**Problem:**
Can you copy the Llama 2 and Langchain text below from "# set quantization" to "and the tokenizer.", substituting "video memory" for "GPU memory"?

**Text for analysis:**
————
Use Llama 2 and Langchain to create a multi-step task chain. 

## Model details  

* **Model**: Llama 2  
* **Variation**: 7b-chat-hf    
* **Version**: V1  
* **Framework**: PyTorch  

LlaMA 2 model is pretrained and fine-tuned with 2 Trillion tokens and 7 to 70 Billion parameters which makes it one of the powerful open source models. It is a highly improvement over LlaMA 1 model.

# InstalIing, imports, utils

Install packages.

In [None]:
!pip install transformers accelerate einops langchain xformers bitsandbytes chromadb sentence_transformers

Import packages.

In [None]:
from torch import cuda, bfloat16
import torch
import transformers
from transformers import AutoTokenizer
from time import time

from langchain.llms import HuggingFacePipeline
from langchain.chains import LLMChain, SimpleSequentialChain
from langchain import PromptTemplate


## Initialize model, tokenizer, query pipeline  

Define the model, the device, and the bitsandbytes configuration.

In [None]:
model_id = '/kaggle/input/llama-2/pytorch/7b-chat-hf/1'

device = f'cuda:{cuda.current_device()}' if cuda.is_available() else 'cpu'

# set quantization configuration to load large model with less GPU memory
# this requires the `bitsandbytes` library
bnb_config = transformers.BitsAndBytesConfig(
    load_in_4bit=True,
    bnb_4bit_quant_type='nf4',
    bnb_4bit_use_double_quant=True,
    bnb_4bit_compute_dtype=bfloat16
)

Prepare the model and the tokenizer.

In [None]:
time_1 = time()
model_config = transformers.AutoConfig.from_pretrained(
    model_id,
)
model = transformers.AutoModelForCausalLM.from_pretrained(
    model_id,
    trust_remote_code=True,
    config=model_config,
    quantization_config=bnb_config,
    device_map='auto',
)
tokenizer = AutoTokenizer.from_pretrained(model_id)
time_2 = time()
print(f"Prepare model, tokenizer: {round(time_2-time_1, 3)} sec.")

Define a pipeline. 

In [None]:
time_1 = time()
query_pipeline = transformers.pipeline(
        "text-generation",
        model=model,
        tokenizer=tokenizer,
        torch_dtype=torch.float16,
        device_map="auto",)
time_2 = time()
print(f"Prepare pipeline: {round(time_2-time_1, 3)} sec.")

llm = HuggingFacePipeline(pipeline=query_pipeline)



We test it by running a simple query.

In [None]:
# checking again that everything is working fine
llm(prompt="What is the most popular city in France for tourists? Just return the name of the city.")

# Define and execute the sequential chain


We define a chain with two tasks in sequence.  
The input for the second step is the output of the first step.  

In [None]:
def sequential_chain(country):
    """
    Args:
        country: country selected
    Returns:
        None
    """
    time_1 = time()
    template = "What is the most popular city in {country} for tourists? Just return the name of the city."

    #  first task in chain
    first_prompt = PromptTemplate(

    input_variables=["country"],

    template=template)

    chain_one = LLMChain(llm = llm, prompt = first_prompt)

    # second step in chain
    second_prompt = PromptTemplate(

    input_variables=["city"],

    template="What are the top three things to do in this: {city} for tourists. Just return the answer as three bullet points.",)

    chain_two = LLMChain(llm=llm, prompt=second_prompt)

    # combine the two steps and run the chain sequence
    overall_chain = SimpleSequentialChain(chains=[chain_one, chain_two], verbose=True)
    overall_chain.run(country)
    time_2 = time()
    print(f"Run sequential chain: {round(time_2-time_1, 3)} sec.")

In [None]:
final_answer = sequential_chain("France")

In [None]:
final_answer = sequential_chain("Germany")
————
Stored data

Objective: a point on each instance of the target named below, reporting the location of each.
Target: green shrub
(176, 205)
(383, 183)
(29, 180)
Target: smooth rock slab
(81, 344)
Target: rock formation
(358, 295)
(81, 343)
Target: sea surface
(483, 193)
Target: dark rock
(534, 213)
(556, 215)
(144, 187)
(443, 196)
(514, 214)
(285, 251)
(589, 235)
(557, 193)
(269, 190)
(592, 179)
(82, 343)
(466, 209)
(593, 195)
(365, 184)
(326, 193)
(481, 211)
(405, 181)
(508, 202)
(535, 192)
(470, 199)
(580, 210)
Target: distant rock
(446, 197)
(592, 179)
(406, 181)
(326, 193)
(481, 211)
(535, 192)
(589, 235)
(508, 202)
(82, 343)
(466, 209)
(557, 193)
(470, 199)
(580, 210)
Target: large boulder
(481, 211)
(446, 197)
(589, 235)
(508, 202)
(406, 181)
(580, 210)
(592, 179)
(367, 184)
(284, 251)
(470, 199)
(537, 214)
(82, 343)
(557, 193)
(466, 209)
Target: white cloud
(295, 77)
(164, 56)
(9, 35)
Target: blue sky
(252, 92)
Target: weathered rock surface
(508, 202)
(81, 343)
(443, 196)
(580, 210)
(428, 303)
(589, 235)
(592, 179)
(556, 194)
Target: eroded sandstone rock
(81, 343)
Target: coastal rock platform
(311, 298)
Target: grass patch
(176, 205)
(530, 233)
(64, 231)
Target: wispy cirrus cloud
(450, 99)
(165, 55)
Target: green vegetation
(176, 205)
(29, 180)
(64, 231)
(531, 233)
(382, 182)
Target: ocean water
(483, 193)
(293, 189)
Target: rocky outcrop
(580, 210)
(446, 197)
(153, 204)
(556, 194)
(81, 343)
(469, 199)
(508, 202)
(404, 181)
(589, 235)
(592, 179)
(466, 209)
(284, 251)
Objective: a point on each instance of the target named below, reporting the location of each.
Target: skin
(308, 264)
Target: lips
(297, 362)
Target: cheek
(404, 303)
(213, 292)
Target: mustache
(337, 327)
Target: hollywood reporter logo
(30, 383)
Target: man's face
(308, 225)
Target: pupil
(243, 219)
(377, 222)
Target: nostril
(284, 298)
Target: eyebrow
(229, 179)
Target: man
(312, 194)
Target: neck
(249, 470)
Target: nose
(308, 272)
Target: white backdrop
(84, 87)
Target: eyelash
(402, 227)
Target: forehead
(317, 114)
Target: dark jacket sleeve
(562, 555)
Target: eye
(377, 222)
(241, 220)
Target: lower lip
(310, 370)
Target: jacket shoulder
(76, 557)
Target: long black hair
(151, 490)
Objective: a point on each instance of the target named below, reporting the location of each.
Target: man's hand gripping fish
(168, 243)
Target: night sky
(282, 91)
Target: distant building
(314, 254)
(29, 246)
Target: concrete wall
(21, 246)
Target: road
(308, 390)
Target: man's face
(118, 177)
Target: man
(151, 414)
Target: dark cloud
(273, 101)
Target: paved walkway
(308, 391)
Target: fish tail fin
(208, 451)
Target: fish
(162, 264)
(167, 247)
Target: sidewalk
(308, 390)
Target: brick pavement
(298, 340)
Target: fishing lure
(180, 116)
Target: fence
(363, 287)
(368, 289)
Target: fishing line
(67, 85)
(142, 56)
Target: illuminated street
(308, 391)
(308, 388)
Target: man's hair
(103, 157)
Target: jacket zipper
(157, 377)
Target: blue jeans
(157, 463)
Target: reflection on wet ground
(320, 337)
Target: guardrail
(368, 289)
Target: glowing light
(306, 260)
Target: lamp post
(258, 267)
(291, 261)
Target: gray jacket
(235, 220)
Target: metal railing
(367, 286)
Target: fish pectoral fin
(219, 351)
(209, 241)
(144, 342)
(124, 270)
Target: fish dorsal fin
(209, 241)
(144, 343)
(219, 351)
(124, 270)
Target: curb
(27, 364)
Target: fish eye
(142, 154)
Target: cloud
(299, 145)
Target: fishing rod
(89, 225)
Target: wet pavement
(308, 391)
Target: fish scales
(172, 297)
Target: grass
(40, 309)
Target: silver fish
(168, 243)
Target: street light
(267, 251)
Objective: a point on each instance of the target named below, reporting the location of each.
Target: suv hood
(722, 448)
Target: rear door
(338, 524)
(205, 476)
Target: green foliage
————
**Final answer:**
# set quantization configuration to load large model with less video memory
# this requires the `bitsandbytes` library
bnb_config = transformers.BitsAndBytesConfig(
    load_in_4bit=True,
    bnb_4bit_quant_type='nf4',
    bnb_4bit_use_double_quant=True,
    bnb_4bit_compute_dtype=bfloat16
)

Prepare the model and the tokenizer.